# Supplied records:
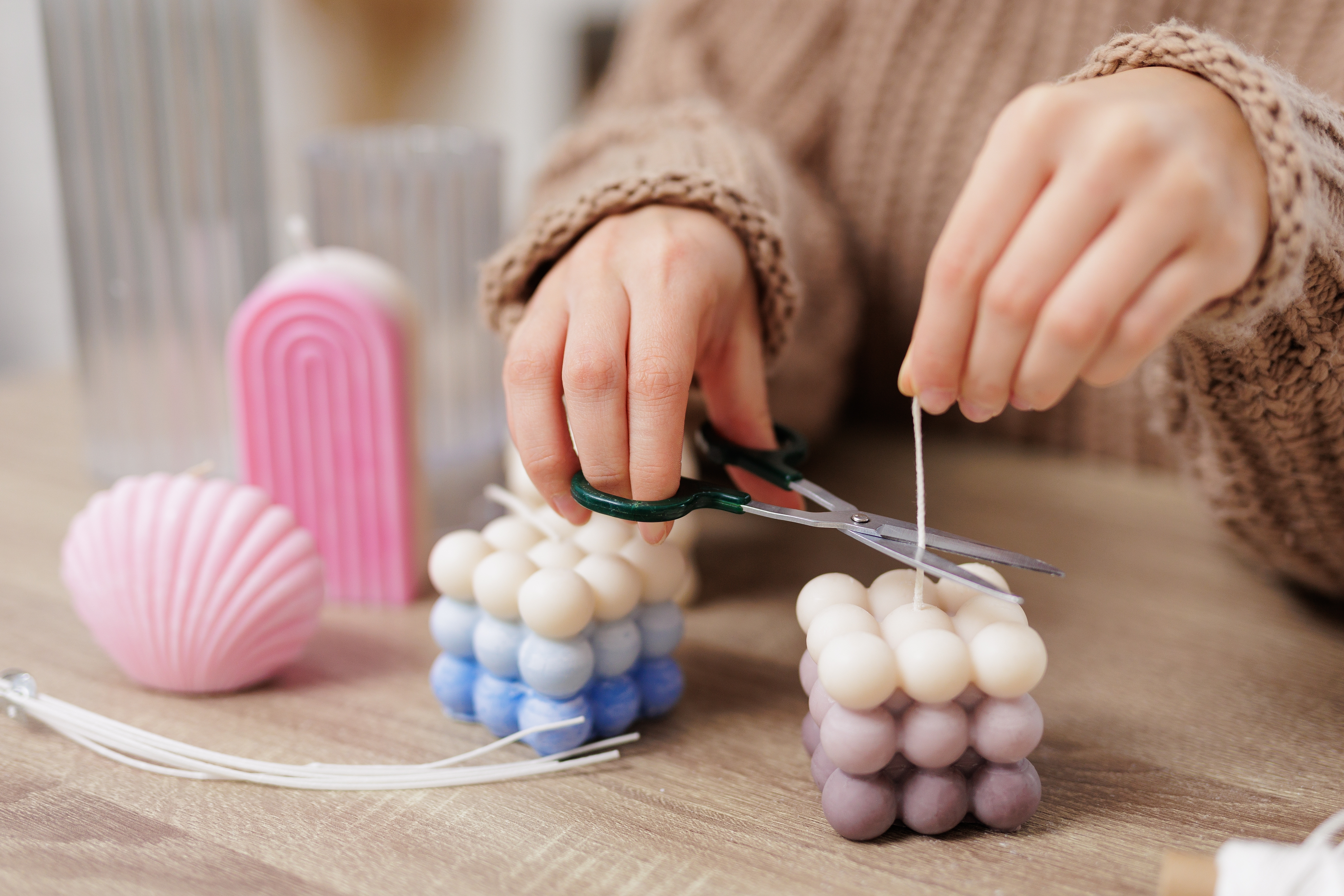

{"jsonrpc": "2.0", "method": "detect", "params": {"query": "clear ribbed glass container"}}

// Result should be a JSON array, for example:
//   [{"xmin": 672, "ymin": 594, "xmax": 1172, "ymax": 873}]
...
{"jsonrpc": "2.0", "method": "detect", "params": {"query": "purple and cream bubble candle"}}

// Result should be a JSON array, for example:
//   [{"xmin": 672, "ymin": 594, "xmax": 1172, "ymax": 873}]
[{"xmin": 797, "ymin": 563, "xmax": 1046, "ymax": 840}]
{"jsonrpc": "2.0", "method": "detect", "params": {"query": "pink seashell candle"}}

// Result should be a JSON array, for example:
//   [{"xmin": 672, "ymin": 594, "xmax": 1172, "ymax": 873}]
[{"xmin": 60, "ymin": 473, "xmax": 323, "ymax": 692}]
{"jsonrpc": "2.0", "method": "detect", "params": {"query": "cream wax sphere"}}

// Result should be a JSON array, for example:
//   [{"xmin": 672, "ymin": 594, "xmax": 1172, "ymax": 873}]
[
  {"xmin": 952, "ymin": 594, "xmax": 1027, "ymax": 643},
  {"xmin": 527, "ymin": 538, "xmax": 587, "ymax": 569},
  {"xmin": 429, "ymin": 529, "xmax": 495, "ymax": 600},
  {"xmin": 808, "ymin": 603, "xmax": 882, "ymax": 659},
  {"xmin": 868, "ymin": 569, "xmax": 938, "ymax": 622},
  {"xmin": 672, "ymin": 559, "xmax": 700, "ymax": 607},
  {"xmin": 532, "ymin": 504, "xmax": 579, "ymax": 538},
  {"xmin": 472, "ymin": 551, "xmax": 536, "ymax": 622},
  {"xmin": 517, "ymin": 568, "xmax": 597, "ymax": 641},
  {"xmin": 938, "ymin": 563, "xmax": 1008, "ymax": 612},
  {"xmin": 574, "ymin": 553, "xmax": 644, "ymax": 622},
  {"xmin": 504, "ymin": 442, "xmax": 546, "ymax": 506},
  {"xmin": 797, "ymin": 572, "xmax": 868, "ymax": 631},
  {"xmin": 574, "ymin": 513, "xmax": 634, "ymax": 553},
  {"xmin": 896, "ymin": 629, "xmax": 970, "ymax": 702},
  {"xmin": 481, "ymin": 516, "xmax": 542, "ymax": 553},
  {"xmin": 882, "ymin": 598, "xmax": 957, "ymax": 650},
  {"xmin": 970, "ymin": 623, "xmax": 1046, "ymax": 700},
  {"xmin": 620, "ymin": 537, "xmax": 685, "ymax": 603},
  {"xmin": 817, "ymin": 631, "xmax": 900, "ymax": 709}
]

# Task prompt:
Find each line above that contains the string "query", and copy those lines out in full.

# Response to this exercise:
{"jsonrpc": "2.0", "method": "detect", "params": {"query": "clear ribbed glass container"}}
{"jsonrpc": "2.0", "method": "detect", "params": {"query": "purple and cream bubble candle"}}
{"jsonrpc": "2.0", "method": "detect", "params": {"query": "pink seashell candle"}}
{"jsonrpc": "2.0", "method": "detect", "params": {"query": "cream wax sphere"}}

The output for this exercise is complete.